AIM OF THE EXERCISE ->
Please convert the material from the line containing "Cam-trap alert: motion was detected. Identify chair" through the line containing "173, 112, 237, 147" into a two-column CSV headed input and output. Give one row for each text and its answer, with each value in a single quoted field and any line breaks replaced by spaces.

##########

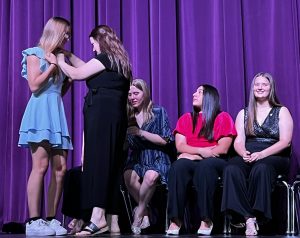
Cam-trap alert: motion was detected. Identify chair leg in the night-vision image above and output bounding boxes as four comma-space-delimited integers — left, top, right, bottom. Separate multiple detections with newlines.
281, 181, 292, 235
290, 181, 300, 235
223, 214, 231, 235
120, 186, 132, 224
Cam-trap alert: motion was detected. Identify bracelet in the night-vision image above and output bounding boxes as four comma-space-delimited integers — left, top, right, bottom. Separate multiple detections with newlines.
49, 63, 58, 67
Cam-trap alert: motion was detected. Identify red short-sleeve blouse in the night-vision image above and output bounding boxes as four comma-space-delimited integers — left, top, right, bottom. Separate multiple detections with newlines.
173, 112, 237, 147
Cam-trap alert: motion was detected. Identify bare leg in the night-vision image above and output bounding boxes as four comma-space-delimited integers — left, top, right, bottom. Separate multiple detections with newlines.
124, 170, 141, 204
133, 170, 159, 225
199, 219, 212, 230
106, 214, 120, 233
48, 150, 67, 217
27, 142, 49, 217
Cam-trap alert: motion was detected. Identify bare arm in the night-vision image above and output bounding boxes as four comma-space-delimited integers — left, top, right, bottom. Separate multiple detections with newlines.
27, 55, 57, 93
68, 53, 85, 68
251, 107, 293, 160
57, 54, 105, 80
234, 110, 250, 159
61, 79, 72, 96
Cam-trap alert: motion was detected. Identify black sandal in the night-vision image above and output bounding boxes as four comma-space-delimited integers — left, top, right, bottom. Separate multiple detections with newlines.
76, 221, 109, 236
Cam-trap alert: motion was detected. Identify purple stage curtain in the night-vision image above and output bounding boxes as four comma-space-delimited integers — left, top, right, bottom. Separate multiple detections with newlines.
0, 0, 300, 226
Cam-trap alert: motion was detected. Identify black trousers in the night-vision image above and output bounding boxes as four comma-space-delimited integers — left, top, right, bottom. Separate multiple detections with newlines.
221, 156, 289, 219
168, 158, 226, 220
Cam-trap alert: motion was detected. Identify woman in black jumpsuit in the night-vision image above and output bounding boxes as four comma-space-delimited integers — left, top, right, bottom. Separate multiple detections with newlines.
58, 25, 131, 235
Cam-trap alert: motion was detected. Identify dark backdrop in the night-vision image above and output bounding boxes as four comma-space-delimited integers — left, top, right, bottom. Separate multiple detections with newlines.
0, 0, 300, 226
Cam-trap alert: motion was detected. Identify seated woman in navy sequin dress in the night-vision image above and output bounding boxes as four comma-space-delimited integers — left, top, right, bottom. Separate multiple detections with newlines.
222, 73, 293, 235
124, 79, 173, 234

##########

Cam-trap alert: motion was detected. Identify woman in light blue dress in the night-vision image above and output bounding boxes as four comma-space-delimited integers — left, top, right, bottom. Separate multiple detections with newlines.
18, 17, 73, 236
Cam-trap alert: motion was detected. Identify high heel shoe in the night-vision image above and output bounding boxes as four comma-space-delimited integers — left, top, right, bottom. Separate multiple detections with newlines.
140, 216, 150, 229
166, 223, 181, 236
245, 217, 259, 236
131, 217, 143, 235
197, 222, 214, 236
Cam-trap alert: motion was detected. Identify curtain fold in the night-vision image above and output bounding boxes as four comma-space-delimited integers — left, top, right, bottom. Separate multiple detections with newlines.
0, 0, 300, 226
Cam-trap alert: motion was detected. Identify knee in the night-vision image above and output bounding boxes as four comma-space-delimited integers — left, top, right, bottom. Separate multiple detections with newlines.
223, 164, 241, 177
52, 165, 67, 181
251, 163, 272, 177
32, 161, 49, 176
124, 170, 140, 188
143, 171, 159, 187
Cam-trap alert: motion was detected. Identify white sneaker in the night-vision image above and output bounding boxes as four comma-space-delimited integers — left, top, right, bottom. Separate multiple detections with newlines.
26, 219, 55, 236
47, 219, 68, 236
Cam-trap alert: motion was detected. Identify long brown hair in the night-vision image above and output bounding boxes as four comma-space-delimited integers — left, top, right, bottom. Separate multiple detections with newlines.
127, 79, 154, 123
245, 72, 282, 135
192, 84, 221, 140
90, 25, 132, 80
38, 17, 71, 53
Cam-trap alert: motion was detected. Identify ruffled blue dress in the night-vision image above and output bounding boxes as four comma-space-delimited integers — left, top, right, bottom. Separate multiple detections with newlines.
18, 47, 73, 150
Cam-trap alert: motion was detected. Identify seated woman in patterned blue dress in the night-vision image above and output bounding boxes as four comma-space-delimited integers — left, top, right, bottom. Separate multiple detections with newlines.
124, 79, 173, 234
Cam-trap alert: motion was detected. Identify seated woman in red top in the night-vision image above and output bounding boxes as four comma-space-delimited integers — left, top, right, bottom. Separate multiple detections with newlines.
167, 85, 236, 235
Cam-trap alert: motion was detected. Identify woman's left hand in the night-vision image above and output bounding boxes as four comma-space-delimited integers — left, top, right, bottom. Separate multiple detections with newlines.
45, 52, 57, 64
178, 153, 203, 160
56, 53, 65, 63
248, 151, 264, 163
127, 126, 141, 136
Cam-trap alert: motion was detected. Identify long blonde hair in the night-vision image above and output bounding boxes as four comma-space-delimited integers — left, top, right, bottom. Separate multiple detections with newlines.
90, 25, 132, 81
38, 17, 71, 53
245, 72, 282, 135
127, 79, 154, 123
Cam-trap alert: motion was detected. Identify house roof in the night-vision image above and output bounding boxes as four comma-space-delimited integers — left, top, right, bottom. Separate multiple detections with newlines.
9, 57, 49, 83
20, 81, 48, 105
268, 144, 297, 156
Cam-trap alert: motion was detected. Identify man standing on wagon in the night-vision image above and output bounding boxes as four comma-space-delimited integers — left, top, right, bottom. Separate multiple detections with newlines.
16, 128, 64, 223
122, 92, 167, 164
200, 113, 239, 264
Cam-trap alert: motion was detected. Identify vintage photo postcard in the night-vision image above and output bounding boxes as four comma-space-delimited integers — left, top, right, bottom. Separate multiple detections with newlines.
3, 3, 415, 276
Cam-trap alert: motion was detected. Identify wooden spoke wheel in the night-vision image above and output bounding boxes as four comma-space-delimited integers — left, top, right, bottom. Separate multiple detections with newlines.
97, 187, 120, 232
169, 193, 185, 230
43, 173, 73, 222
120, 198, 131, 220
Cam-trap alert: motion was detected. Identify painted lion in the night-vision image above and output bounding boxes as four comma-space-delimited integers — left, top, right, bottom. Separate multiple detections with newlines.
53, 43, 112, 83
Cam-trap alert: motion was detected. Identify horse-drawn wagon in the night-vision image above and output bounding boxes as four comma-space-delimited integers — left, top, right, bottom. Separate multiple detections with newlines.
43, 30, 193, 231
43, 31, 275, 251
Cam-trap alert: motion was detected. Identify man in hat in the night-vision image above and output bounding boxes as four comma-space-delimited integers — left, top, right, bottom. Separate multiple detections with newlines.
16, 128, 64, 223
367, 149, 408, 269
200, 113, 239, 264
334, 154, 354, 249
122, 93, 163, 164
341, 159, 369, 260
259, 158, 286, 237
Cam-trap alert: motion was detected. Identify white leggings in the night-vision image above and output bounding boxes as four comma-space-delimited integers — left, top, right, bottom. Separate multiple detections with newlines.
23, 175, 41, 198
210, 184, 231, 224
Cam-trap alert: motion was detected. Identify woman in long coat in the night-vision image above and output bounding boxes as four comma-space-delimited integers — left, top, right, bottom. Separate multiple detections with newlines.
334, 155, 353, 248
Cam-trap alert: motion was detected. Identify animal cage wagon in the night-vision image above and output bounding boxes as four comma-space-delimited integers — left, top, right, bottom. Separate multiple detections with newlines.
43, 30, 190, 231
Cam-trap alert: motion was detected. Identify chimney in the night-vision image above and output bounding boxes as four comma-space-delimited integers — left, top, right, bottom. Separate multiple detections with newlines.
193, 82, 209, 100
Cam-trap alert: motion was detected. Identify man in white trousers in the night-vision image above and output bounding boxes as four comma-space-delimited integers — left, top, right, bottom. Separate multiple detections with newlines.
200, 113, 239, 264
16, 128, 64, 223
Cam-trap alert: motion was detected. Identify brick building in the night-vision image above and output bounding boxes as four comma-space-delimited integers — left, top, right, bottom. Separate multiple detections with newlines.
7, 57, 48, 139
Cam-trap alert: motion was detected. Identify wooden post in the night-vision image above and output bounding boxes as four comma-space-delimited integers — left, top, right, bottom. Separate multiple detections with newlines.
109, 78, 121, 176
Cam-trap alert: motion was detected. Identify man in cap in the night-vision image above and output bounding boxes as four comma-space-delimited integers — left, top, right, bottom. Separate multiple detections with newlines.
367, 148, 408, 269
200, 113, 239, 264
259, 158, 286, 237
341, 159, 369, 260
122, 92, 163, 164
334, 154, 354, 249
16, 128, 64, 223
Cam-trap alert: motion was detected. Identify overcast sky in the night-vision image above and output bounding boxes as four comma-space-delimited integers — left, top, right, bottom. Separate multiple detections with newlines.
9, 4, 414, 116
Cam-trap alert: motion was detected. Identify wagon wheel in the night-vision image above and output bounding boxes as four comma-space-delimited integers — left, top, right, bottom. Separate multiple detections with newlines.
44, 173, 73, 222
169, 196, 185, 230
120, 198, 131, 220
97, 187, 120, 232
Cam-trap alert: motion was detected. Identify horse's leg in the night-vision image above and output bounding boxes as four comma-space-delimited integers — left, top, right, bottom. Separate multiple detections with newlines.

##########

TASK RESPONSE ->
input,output
"Cam-trap alert: motion was detected. Identify chair leg in the night-vision image above and output bounding boxes as four comma-space-delimited integers — left, top, right, bottom. Separate multiple detections with newlines.","281, 181, 292, 235 290, 181, 300, 235 223, 214, 231, 235 120, 186, 132, 224"
"Cam-trap alert: motion was detected. Identify bracelet in the night-vision image above and output bounding boxes as four comma-space-delimited integers — left, top, right, bottom. Separate multiple detections with newlines.","49, 63, 58, 67"
"Cam-trap alert: motion was detected. Identify red short-sleeve blouse in the night-vision image above and output bounding boxes as four comma-space-delimited integers — left, top, right, bottom. Separate multiple detections with newlines.","173, 112, 237, 147"